[Location identification entries]
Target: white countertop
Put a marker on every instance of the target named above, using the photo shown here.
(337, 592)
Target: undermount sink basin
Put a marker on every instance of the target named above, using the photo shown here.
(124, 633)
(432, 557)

- **TASK STATEMENT**
Please arrange the lines of all the items above as a Markdown table with two columns, Row and Line, numbering each line and skipping blank lines.

- **RESULT**
| Row | Line |
|---|---|
| 1 | Target: white countertop |
| 2 | Put a marker on every instance of the target named above, using the photo shown here. |
| 3 | (337, 592) |
| 4 | Target: undermount sink basin |
| 5 | Put a marker on every instance of the target named above, using the photo shown here. |
| 6 | (124, 633) |
| 7 | (432, 557) |